■ **Instructions to follow**: Count the lines in the material below that contain the string "snow", and reply with only that number.
--- start Data section ---
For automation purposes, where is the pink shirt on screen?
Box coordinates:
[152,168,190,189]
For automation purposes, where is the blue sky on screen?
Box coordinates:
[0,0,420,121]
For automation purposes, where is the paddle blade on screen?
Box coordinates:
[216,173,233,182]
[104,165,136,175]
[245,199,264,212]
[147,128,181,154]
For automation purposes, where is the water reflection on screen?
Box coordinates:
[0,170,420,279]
--- end Data section ---
--- start Data section ---
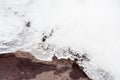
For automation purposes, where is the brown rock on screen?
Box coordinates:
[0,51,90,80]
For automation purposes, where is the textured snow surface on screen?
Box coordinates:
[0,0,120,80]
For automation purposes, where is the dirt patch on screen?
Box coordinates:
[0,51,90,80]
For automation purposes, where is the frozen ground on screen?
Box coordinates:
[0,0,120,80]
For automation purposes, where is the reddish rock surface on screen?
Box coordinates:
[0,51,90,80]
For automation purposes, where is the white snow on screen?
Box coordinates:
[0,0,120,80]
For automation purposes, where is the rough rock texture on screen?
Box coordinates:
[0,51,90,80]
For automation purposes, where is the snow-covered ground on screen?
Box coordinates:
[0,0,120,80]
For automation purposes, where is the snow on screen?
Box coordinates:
--- end Data section ---
■ **Correct answer**: 4